**Task goal:**
Using the records underneath, tally the lines where the word "above" appears and please give only the count.

**Provided records:**

== Segment start ==

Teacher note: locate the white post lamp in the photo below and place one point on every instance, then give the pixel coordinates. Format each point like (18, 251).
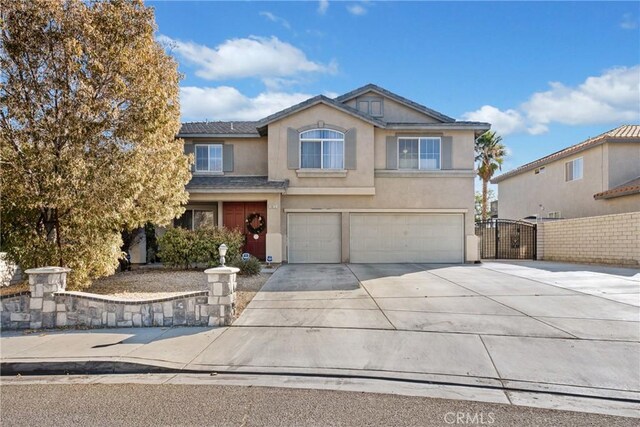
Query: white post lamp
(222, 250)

== Segment end ==
== Segment start ==

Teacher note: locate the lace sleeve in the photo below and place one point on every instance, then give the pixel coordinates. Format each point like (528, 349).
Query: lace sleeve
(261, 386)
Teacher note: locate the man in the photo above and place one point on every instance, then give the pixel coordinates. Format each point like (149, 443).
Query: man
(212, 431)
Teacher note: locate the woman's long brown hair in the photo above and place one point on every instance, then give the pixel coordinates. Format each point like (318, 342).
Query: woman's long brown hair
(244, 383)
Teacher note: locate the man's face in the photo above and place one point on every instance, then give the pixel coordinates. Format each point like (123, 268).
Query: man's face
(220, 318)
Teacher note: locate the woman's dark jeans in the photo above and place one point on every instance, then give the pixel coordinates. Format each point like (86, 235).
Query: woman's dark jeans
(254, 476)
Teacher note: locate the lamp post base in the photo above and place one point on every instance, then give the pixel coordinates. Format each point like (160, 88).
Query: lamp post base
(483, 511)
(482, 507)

== Segment end ==

**Written answer:**
5